TASK LIST ::
1) Retype the stretch from "American college football" through "Chestnut Hill, Massachusetts." in the passage on the 1976 Boston College football team.
2) Answer these questions using the passage on the 1976 Boston College football team:
(a) Who was the team's captain?
(b) Which opponent did Boston College upset to open the season, and what was that opponent's ranking?
(c) In what town and state is the team's home stadium located?

PASSAGE TO READ ::
-.-.-
- Conference: Independent
- Record: 8–3
- Head coach: Joe Yukica (9th season);
- Captain: Peter Cronan
- Home stadium: Alumni Stadium

= 1976 Boston College Eagles football team =

American college football season

The 1976 Boston College Eagles football team represented Boston College as an independent during the 1976 NCAA Division I football season. Led by ninth-year head coach Joe Yukica, the Eagles compiled a record of 8–3. Boston College opened the year with an upset win over No. 7 Texas, but accumulated three losses to unranked teams and failed to be invited to a bowl game. The team played home games at Alumni Stadium in Chestnut Hill, Massachusetts.
-.-.-
DATA SHOWN ::
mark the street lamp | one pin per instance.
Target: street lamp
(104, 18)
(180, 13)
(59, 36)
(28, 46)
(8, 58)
-.-.-
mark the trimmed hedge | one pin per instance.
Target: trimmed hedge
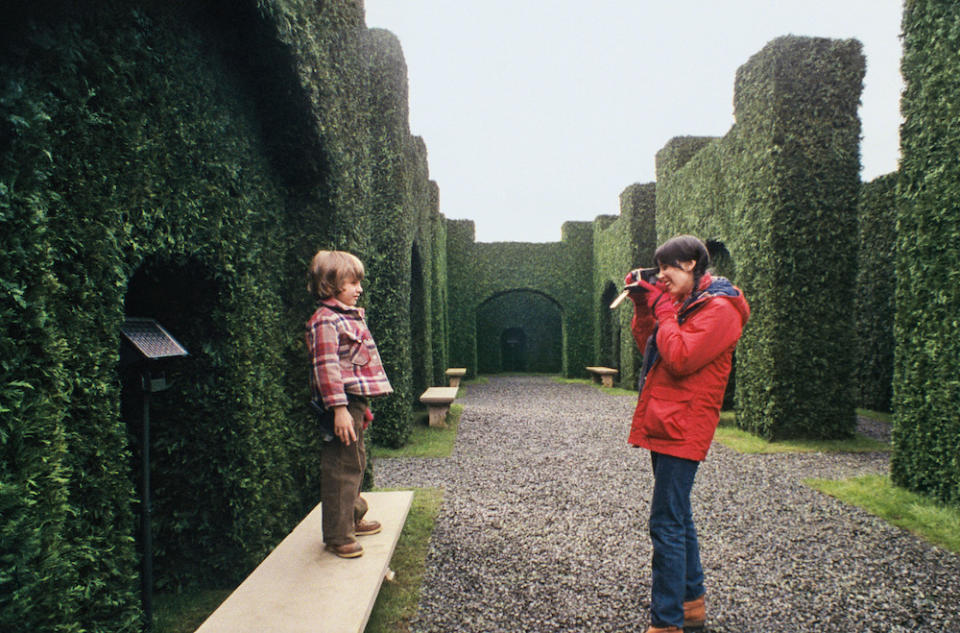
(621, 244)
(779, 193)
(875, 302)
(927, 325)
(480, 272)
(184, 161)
-.-.-
RESPONSES ::
1)
American college football season

The 1976 Boston College Eagles football team represented Boston College as an independent during the 1976 NCAA Division I football season. Led by ninth-year head coach Joe Yukica, the Eagles compiled a record of 8–3. Boston College opened the year with an upset win over No. 7 Texas, but accumulated three losses to unranked teams and failed to be invited to a bowl game. The team played home games at Alumni Stadium in Chestnut Hill, Massachusetts.

2)
(a) Peter Cronan
(b) Texas, ranked No. 7
(c) Chestnut Hill, Massachusetts